*TASK DIRECTIONS*:
Skip every line before the one containing "of the nightstand", then copy that line and the rest of the entries below exactly, through the last line.

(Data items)

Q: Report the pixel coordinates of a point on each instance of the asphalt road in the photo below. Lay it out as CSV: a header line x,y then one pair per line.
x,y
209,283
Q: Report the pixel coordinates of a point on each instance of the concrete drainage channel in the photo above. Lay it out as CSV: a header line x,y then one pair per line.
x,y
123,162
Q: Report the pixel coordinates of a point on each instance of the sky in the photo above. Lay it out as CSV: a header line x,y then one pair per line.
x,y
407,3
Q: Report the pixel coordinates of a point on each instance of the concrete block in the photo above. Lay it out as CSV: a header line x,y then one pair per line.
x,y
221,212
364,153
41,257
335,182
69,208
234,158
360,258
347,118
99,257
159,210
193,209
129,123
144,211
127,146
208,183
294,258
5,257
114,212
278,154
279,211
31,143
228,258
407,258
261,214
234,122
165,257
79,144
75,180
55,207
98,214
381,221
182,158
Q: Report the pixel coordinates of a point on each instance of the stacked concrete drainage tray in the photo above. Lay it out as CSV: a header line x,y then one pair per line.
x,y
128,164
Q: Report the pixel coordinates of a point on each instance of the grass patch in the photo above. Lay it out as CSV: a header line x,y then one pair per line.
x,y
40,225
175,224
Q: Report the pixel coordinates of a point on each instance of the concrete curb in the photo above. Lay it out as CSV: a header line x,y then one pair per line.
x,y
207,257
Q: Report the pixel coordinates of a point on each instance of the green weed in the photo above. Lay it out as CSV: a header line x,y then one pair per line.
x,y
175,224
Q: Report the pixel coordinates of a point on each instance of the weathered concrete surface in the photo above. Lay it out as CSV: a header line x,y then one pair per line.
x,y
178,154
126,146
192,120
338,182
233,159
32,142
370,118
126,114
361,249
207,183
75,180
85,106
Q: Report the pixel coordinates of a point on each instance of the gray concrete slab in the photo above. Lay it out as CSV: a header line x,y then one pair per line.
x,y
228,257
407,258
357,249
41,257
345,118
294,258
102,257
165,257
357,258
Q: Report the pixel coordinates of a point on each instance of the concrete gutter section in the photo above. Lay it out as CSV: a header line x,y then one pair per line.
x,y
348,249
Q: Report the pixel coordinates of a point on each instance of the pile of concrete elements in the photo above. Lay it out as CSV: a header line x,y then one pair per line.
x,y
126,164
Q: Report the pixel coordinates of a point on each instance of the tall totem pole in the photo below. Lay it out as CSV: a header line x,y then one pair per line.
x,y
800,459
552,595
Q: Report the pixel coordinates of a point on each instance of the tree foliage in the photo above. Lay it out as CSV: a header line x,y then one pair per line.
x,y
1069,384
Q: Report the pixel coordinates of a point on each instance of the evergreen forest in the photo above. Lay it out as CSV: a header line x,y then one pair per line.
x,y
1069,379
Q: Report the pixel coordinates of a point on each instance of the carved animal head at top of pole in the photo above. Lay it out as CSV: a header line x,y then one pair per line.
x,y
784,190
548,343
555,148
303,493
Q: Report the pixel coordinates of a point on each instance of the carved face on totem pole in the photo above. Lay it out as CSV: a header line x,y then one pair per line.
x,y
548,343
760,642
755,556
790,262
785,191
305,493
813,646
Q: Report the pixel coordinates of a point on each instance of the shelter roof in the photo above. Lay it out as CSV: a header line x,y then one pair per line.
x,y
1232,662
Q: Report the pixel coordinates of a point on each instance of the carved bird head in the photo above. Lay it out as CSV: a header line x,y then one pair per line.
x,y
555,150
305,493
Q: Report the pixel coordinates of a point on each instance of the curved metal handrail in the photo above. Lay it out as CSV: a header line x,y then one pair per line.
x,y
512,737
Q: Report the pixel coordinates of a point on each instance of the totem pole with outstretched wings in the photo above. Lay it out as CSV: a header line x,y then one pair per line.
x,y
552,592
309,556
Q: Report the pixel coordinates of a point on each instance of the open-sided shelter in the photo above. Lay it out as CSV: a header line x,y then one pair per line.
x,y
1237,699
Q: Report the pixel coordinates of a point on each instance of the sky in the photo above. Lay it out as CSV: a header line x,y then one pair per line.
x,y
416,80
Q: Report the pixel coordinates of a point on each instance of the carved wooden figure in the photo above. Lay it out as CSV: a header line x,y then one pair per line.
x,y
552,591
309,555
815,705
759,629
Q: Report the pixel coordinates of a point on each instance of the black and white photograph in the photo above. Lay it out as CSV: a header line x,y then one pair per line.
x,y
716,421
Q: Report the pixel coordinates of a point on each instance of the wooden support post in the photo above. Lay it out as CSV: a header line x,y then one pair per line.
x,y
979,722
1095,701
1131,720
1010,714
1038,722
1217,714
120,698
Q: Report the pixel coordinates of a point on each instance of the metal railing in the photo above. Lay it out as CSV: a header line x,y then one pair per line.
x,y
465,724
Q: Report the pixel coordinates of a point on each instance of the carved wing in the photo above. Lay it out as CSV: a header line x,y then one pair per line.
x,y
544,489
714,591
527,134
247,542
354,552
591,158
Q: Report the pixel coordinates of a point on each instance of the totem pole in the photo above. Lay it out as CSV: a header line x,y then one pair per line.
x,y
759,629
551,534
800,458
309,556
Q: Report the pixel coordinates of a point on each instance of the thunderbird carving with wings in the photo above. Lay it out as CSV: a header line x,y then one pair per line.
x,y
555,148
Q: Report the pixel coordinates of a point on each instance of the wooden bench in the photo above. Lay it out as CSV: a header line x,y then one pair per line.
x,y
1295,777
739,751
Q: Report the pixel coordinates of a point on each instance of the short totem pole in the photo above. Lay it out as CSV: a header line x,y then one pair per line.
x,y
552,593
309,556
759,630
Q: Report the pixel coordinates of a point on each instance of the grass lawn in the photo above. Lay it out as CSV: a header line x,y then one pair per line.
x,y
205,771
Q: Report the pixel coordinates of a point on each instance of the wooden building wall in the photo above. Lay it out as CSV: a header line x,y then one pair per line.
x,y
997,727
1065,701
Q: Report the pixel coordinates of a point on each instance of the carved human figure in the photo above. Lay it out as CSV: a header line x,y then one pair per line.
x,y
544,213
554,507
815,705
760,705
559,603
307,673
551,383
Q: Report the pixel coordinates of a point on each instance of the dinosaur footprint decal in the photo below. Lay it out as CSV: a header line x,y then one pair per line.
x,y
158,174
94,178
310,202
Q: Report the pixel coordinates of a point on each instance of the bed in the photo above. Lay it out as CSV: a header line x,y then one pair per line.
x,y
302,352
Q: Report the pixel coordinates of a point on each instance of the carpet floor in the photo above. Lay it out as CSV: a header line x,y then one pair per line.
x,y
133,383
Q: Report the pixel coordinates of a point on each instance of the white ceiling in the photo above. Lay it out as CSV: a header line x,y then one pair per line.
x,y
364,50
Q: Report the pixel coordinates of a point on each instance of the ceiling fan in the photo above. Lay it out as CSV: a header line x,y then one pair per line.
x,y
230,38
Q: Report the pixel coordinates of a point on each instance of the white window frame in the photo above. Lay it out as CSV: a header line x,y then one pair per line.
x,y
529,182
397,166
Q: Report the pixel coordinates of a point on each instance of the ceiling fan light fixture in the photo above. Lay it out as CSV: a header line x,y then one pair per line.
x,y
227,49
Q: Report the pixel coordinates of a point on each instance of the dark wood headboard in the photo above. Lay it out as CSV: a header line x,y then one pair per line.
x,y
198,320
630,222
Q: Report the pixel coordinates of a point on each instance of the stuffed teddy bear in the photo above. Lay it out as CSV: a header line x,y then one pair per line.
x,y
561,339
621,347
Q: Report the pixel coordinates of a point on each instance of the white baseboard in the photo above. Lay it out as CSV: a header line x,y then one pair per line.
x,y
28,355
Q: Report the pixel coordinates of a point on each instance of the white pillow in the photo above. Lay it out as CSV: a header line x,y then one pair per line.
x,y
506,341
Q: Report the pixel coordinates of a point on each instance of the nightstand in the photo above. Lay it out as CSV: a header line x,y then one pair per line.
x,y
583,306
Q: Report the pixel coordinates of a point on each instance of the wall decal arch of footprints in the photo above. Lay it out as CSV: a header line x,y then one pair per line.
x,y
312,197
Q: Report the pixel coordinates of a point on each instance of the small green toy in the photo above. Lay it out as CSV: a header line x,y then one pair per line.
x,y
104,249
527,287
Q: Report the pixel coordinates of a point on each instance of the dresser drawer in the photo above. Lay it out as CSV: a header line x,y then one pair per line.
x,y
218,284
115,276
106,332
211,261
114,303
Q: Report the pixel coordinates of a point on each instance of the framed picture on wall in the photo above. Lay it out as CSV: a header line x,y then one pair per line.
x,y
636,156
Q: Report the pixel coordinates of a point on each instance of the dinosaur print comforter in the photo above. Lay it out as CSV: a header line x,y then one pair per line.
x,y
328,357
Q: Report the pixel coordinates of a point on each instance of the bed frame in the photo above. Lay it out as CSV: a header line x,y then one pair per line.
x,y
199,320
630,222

*WRITTEN RESPONSE*:
Q: Report the pixel coordinates of a point on each instance of the nightstand in the photo above. Lay it out as CSV: a header line x,y then one pair per line.
x,y
583,306
Q: Report the pixel coordinates of a point on each instance of the wall decal arch of footprints in the photo above. Lay it out as CSV: a header line x,y then one pair per line.
x,y
312,197
Q: Report the pixel coordinates of a point on each instance of the small green toy in the photo above. Lay it out as CSV: a header line x,y then one pair per line.
x,y
104,249
527,287
Q: Report the pixel coordinates of a point on each instance of the dresser drawer in the photo above. Lay it out as CSV: a header line x,y then one pair per line.
x,y
218,284
115,276
106,332
211,261
114,303
Q: Report the pixel coordinates of a point on each instance of the framed picture on wall in the photo above. Lay it out as CSV: a header line x,y then one pair per line.
x,y
636,156
Q: Report the pixel coordinates of a point on each instance of the dinosaur print comforter in the photo above. Lay it out as CSV: a header line x,y then one pair per line.
x,y
328,357
Q: Report the pixel coordinates of a point on each instance of the bed frame in the photo above. Lay it out as CSV: a header line x,y then one pair per line.
x,y
199,320
630,222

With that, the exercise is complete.